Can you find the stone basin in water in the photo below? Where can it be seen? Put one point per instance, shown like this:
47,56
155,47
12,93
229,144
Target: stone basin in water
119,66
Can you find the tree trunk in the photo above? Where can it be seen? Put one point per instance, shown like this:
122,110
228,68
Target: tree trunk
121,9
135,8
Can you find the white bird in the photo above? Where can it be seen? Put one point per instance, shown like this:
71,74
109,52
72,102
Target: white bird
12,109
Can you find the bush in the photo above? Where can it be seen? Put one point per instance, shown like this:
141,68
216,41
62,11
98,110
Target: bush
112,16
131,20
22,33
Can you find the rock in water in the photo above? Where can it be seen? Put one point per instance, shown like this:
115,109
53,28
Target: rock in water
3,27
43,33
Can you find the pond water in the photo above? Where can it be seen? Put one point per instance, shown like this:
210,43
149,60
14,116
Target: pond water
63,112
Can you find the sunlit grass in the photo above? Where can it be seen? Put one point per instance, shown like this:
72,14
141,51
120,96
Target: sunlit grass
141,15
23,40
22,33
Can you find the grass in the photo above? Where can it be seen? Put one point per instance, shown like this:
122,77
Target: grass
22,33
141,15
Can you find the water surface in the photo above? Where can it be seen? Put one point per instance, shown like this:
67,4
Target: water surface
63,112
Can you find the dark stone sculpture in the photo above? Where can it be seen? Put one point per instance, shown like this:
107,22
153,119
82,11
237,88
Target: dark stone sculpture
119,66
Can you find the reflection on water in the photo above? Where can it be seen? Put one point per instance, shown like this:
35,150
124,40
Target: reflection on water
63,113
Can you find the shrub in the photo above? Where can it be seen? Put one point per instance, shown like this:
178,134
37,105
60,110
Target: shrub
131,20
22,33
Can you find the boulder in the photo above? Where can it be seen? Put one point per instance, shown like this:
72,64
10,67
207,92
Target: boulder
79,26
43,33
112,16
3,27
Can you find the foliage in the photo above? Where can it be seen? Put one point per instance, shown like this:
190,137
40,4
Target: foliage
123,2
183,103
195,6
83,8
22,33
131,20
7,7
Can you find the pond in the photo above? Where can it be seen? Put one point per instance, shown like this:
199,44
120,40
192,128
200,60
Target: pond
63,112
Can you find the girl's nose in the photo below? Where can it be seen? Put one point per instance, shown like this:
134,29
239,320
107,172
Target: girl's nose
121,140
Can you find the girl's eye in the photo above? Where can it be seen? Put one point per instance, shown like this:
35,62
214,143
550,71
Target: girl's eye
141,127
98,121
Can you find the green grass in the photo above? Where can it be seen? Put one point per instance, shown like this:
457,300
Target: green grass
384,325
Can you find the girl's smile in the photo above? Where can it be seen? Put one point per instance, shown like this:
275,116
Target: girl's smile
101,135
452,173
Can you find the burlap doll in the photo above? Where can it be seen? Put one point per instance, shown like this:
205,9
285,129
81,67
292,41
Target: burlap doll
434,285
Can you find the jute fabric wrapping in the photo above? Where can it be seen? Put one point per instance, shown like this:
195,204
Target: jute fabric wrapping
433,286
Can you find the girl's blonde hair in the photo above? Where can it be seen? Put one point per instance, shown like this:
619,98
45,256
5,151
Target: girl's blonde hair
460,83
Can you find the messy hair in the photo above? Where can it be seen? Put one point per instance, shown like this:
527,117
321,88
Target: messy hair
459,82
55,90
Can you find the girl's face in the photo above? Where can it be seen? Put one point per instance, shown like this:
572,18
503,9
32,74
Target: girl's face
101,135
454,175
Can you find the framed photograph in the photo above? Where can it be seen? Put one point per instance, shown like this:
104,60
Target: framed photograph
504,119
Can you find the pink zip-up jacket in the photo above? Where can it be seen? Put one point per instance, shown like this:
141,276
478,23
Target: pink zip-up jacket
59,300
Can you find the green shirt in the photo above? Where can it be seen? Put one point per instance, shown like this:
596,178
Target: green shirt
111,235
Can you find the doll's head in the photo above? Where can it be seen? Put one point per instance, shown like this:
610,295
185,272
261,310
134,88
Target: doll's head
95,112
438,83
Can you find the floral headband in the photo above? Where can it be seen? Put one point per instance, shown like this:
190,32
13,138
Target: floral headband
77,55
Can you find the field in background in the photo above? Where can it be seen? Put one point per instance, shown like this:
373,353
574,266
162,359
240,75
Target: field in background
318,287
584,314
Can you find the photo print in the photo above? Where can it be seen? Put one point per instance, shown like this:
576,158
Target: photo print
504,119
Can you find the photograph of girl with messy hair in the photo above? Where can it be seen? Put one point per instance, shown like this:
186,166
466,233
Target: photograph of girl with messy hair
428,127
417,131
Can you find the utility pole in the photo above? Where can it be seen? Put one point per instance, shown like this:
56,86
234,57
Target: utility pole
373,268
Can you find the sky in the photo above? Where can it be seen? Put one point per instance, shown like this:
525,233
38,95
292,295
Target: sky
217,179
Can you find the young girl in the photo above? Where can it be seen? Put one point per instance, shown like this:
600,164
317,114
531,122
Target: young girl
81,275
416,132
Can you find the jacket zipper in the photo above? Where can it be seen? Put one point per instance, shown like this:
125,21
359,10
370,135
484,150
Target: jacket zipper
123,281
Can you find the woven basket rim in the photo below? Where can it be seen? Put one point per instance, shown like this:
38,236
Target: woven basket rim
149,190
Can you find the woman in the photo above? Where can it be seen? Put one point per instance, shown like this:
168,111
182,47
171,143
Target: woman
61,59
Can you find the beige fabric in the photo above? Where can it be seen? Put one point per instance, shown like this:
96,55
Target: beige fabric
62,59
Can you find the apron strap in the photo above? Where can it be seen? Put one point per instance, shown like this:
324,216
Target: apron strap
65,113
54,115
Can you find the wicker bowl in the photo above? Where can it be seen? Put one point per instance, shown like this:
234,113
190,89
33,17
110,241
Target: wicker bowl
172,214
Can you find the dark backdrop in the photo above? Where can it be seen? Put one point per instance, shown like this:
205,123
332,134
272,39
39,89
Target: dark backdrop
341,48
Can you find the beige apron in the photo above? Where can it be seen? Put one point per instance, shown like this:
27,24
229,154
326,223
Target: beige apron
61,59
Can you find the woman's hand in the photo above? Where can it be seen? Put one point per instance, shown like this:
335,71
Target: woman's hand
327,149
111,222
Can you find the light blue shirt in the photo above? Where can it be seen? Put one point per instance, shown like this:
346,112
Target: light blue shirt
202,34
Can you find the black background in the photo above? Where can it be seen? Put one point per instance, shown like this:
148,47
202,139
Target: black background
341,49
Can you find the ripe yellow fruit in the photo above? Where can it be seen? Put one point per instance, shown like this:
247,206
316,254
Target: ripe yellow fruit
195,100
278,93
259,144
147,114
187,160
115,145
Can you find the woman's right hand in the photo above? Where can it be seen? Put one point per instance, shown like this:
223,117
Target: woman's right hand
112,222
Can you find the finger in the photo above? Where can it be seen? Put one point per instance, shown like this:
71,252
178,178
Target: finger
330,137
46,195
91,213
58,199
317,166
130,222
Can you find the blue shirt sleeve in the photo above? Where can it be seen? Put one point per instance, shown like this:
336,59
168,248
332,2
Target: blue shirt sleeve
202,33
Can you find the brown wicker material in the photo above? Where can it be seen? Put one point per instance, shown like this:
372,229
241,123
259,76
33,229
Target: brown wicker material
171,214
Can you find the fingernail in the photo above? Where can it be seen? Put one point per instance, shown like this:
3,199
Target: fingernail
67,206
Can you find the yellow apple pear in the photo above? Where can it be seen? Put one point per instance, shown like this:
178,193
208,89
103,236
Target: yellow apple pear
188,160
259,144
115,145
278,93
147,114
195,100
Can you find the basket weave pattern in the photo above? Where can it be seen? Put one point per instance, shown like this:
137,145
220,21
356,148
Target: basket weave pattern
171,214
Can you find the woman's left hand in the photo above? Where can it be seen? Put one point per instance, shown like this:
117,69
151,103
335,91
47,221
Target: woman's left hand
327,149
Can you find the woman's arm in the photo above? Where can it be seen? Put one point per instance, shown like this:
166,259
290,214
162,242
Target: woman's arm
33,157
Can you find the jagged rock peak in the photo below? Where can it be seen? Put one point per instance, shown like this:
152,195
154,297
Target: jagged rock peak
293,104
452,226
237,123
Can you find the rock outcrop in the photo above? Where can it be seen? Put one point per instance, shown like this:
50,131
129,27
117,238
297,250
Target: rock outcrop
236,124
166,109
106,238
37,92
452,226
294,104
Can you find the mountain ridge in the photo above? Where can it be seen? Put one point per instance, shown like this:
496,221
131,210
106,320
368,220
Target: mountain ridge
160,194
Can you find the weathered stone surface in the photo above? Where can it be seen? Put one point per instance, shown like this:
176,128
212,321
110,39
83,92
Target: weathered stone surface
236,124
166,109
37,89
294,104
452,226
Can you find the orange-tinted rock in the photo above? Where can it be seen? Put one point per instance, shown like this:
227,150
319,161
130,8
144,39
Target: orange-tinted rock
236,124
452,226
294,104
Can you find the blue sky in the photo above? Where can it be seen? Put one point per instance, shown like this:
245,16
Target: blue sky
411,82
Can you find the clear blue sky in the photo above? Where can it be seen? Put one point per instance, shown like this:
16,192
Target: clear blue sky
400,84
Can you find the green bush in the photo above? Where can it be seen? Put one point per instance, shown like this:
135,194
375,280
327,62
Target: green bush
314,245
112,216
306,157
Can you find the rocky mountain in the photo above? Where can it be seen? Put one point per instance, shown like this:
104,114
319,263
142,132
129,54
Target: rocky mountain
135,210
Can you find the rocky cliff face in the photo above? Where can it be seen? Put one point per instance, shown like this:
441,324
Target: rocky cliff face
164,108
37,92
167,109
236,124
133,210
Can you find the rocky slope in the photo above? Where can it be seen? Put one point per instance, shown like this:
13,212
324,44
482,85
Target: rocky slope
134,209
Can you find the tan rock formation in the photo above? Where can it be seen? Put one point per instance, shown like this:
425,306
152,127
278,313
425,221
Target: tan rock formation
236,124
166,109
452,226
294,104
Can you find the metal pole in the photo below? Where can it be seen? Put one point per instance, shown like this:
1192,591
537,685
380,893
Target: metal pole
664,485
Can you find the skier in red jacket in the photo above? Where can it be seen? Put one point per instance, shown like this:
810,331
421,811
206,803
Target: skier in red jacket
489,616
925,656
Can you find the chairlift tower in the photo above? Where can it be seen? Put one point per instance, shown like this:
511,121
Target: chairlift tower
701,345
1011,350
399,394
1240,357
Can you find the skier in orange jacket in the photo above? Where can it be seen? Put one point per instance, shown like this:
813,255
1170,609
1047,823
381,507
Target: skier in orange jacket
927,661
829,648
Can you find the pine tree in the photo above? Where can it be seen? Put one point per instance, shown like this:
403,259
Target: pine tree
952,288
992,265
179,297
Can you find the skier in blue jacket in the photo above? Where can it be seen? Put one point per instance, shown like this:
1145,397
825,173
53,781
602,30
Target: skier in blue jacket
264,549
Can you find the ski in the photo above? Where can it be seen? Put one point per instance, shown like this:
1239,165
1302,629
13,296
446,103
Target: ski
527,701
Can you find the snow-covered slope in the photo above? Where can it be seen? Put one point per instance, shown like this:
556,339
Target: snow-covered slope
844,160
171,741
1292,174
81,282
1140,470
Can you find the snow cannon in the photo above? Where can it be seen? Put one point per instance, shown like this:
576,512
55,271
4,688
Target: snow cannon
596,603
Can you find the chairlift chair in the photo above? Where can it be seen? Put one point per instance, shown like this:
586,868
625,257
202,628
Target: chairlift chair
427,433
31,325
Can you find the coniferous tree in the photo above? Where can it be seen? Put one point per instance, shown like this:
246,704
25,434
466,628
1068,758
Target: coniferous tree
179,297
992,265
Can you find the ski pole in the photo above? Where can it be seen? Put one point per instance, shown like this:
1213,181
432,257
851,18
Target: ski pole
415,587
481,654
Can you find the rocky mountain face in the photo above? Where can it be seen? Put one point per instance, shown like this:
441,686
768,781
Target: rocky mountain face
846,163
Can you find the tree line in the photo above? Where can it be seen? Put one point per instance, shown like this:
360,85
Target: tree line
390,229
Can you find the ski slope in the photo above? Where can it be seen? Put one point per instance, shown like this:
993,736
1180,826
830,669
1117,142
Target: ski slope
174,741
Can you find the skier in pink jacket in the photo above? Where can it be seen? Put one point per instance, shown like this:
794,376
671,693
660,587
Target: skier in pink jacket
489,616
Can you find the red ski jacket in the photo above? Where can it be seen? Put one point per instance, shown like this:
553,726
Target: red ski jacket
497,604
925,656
====
--- The task ---
Reproduce exactly the line that holds "Can you find the tree line", then every line after it, ending with the final line of the records above.

--- Result ---
Can you find the tree line in the photo above? Where can it be seen? Put one point per instance, shown like this:
360,85
Target: tree line
390,229
Can you find the ski slope in the photo above? Where can it be seen? Put one point per instance, shown like this:
993,736
1180,826
830,669
1117,142
Target: ski slope
174,741
Can you find the skier in pink jacket in the photo above? Where can it be seen? Put one point per instance, shown like this:
794,376
671,693
660,587
Target: skier in pink jacket
489,616
Can you find the red ski jacket in the photo above? Where can it be seen? Put one point per instance, shown like this:
553,726
Target: red ski jacket
497,604
925,656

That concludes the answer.